--- start of Data provided ---
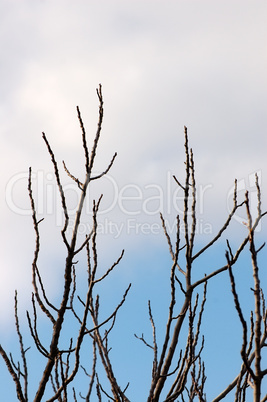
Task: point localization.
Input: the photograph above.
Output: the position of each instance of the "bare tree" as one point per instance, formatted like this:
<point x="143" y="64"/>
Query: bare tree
<point x="178" y="369"/>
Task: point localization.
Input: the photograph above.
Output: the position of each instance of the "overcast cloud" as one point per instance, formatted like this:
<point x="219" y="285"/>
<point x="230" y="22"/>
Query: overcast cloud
<point x="163" y="65"/>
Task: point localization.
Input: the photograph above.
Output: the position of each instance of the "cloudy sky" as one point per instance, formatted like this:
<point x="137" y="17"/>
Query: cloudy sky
<point x="162" y="65"/>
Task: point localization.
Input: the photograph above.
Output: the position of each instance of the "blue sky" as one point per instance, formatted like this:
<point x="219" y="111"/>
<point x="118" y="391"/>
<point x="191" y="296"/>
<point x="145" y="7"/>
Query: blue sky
<point x="162" y="65"/>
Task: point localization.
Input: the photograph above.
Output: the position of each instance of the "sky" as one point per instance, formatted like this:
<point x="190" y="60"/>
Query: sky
<point x="163" y="65"/>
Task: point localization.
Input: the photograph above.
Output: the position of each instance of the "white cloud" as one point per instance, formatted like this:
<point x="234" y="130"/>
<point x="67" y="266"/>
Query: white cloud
<point x="162" y="65"/>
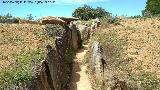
--- end of Data provided ---
§ Exercise details: State how many lines of the records above contain the string "white". Give only the number.

§ Result for this exercise: 2